- Source passage -
--- START ---

If you build it, they will come.
Come be a part of the growing wave that will wash our nation’s capitol clean of corruption.
Come be a part of something much bigger than all of us.
Fizzle.
The event (and all like it nationwide) was a wet noodle, motivating a teensy fraction of the population to flail in the street. It’s not growing, it’s shrinking. If all those people had gathered food for food shelf, delivered meals to homeless or homebound people, or picked up litter… THAT would have been time well spent. Modern life requires more creativity than sad banners and sore feet. Drag your group into this century and make a difference… and stop begging for one.
Comment by Richard — October 17, 2006 @ 9:53 am
A few points:
• Why do you assume that people involved with the event don’t spend time helping the needy? I was an organizer for the event, and for my job I help homeless people find housing and improve their lives.
• Obviously I agree that helping the needy is important. However, without addressing the need for larger systemic change, people are going to suffer a lot more in the long run. It’s critical we address threats to democracy and freedom before we find crucial social programs gutted and our freedom to dissent taken away. Protesting is one important means we have of doing this — not the only one, but an important one.
• From where I’m sitting, the movement looks like it’s growing. It may not always be growing as fast as I would like, but it’s still impressive how many people showed up on a Thursday! How much bigger would it have been if you would have joined us in the planning?
• An immense amount of creativity went into the planning of this event, and the people marching showed they had ample enthusiasm for the cause. Sad banners and sore feet? What protest are *you* talking about?

--- END ---

Records of labeled points:
--- START ---

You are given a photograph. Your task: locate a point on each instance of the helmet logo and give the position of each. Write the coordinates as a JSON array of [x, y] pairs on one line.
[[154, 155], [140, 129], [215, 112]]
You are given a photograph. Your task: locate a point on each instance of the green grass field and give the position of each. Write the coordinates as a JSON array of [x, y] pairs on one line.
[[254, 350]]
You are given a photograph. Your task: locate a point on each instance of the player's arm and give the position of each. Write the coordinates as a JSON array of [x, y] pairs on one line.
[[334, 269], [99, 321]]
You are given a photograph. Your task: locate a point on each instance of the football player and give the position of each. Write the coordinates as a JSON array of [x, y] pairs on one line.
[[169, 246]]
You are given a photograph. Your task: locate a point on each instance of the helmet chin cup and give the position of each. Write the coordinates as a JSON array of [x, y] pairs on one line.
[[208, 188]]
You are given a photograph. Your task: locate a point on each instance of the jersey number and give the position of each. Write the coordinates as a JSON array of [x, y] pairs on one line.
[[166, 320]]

--- END ---

- Tasks to complete -
1/ Answer these questions from the protest discussion:
(a) In Richard's comment, what activities does he say would have been time well spent?
(b) What does the event organizer do for a job?
(c) On what day of the week did people show up for the event?
2/ Write the next part of the protest discussion, picking up after its final line.

- Results for each task -
1/
(a) Gathering food for a food shelf, delivering meals to homeless or homebound people, or picking up litter.
(b) The organizer helps homeless people find housing and improve their lives.
(c) Thursday.

2/
Comment by ineptsegue — October 17, 2006 @ 11:30 am
FYI:
Anyone in the Twin Cities of Minnesota, please consider helping the local Habitat for Humanity with a building project in North Minneapolis next week.
Plymouth Congregational Church has a work week scheduled with Twin Cities Habitat for Humanity October 24-28 (Tuesday to Saturday). The project is a rehab of a triplex in the 300 block of Queen Ave. No., at the corner of Glenwood and Queen. It is interior work including drywall and trim, etc.
Plymouth CC is coming up short on their crews. They can use 5-10 people more each day.
Anyone interested please e-mail me at: [email protected] and I will forward you the contact information for this project.
For those of you in other states, please go to http://www.habitat.org for information on local projects.
Bonus! For those of you who think Jon Bon Jovi is a hottie (duh.), he is featured on their index page as he introduces Project HOME in Philadelphia and the Philadelphia Soul Charitable Foundation and Saturn, which together will renovate 15 decaying homes in one of Philly’s most in-need neighborhoods.
I land in the high 90’s as nearly fully hetero on the Kinsey scale, but knowing his heart for the poor now I think I might at least give him my real phone number on the inside of a matchbook. President Clinton can be seen in the background trying hard not to stare at his Bon Jovi ass.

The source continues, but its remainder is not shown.